### Task to complete
Your output must consist solely of the lines from the one containing "Provide the segmentation of every instance of the bathroom" through the end of the records, reproduced exactly.

### Exercise data

___

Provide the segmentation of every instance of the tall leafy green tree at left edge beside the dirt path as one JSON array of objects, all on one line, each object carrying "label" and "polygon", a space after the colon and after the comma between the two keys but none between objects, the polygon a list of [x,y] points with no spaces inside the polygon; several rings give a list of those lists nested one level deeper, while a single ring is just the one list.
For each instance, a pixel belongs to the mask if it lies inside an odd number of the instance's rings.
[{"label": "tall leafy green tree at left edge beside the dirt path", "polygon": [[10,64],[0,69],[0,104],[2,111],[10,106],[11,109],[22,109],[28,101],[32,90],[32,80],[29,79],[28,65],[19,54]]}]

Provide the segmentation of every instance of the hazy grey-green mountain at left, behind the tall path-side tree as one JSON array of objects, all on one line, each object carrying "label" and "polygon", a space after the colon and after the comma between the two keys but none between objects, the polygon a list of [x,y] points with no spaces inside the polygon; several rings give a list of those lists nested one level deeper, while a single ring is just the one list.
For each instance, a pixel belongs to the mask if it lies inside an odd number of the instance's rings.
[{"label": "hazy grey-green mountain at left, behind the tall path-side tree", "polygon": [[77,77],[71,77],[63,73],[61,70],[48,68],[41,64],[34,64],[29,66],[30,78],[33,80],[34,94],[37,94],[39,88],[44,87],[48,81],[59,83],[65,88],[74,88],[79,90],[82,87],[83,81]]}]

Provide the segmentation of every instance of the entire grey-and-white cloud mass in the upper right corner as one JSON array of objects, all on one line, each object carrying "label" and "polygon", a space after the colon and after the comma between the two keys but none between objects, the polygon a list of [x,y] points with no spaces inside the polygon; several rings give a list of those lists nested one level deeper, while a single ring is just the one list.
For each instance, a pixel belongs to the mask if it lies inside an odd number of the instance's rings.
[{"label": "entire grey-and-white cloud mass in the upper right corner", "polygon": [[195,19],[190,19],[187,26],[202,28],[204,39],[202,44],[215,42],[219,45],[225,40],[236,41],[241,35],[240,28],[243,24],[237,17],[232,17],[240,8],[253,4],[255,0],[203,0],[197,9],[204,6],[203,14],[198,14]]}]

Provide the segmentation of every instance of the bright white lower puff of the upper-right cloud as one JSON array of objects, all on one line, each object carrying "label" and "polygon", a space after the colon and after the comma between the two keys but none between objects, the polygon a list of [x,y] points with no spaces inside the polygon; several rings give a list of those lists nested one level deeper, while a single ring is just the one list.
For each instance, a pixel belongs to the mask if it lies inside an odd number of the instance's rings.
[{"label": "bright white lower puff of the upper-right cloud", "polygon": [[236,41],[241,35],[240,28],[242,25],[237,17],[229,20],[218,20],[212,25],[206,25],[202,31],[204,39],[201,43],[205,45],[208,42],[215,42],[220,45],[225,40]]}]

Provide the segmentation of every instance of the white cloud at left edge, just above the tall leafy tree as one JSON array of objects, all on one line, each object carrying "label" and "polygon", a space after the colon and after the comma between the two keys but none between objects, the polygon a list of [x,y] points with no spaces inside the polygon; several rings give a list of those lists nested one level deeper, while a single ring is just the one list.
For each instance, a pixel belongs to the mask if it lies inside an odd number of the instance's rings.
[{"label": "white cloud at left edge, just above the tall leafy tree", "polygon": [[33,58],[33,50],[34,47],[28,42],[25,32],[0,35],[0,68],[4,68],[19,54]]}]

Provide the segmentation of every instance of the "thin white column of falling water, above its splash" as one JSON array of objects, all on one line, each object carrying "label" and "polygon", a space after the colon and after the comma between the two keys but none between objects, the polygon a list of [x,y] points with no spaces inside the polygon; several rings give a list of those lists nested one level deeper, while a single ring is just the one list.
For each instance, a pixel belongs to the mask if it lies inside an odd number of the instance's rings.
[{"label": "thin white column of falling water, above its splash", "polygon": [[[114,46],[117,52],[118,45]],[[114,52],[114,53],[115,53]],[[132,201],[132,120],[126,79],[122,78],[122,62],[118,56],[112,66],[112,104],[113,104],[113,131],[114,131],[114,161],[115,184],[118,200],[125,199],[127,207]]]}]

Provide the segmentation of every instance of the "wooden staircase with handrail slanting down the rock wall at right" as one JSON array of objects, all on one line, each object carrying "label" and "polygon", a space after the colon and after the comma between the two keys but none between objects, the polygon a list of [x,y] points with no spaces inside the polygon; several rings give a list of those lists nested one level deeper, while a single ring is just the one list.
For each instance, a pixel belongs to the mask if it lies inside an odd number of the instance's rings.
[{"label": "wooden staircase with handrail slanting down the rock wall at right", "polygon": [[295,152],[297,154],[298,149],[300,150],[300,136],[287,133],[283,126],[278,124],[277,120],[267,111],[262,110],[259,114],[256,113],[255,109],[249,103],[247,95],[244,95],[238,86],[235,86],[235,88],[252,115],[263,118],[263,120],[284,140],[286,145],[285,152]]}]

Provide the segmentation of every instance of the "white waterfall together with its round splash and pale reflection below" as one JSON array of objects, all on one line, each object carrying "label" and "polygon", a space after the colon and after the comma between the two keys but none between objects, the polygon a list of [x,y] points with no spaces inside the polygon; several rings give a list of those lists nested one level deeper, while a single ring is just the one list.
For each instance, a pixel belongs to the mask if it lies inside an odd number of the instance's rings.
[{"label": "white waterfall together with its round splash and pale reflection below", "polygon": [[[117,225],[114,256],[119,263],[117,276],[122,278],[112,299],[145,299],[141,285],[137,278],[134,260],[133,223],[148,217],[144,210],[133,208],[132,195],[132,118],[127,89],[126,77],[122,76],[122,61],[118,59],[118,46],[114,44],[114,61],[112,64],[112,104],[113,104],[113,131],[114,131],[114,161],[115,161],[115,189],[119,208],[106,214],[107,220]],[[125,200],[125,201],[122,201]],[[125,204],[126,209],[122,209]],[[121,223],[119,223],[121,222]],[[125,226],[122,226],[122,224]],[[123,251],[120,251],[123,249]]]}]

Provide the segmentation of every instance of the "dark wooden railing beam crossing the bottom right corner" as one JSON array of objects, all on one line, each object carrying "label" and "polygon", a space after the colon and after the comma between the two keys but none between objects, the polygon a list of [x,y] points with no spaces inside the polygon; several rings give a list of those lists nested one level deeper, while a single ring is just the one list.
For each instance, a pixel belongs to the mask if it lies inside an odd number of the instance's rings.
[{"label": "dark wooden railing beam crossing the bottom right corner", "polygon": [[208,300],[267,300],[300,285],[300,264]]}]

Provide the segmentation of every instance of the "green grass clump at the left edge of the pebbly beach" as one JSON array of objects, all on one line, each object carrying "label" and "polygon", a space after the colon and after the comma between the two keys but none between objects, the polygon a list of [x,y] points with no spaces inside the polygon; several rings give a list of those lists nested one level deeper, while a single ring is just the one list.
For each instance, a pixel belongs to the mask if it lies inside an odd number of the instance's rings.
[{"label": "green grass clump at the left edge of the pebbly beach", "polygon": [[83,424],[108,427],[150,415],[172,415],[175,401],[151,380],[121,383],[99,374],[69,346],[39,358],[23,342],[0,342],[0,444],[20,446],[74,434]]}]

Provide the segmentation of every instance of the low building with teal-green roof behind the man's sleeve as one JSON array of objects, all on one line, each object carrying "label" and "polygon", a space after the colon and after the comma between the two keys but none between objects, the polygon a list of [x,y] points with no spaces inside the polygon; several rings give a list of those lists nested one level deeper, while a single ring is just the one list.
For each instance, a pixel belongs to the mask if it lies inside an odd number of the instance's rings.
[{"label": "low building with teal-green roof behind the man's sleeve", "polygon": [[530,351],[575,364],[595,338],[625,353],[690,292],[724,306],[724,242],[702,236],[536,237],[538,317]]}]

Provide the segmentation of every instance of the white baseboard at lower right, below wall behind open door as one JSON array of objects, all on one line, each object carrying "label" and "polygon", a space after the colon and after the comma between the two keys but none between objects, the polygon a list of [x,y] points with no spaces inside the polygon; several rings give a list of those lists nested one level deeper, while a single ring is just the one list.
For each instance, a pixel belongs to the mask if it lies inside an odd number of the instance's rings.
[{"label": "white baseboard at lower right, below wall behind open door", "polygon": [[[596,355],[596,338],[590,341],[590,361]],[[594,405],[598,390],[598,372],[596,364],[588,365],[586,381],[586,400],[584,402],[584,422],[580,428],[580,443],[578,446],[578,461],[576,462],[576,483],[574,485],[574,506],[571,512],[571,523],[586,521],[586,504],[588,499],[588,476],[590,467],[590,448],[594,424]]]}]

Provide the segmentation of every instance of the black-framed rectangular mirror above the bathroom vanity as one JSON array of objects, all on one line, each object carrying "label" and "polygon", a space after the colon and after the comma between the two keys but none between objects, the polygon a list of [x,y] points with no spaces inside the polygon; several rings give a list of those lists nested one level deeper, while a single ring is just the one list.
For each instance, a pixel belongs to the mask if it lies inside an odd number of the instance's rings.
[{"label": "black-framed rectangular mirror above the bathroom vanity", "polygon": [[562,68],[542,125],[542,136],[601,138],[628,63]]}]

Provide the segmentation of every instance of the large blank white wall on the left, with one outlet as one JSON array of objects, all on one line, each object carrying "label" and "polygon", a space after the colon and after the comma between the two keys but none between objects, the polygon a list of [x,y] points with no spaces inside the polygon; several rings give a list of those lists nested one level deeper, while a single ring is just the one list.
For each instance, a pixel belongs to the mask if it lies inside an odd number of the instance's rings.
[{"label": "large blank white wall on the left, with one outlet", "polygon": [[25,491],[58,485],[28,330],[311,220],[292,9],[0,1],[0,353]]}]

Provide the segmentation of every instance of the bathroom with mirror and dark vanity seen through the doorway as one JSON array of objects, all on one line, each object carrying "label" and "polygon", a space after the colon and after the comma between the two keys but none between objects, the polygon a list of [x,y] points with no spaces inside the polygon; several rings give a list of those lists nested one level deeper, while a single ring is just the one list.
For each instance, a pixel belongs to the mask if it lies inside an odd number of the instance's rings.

___

### Task output
Provide the segmentation of every instance of the bathroom with mirror and dark vanity seen through the doorway as one JSON array of objects, all on one line, each object carrying "label" and "polygon", a space after the colon and after the comma between the two keys but none between objects, the polygon a list of [x,y] points with no spaces inside the polygon; several rings give a list of those lists nested one level deeper, while a single ring is just the one list.
For each instance, a pixel belongs to the mask if it lies inside an odd number of the instance's rings.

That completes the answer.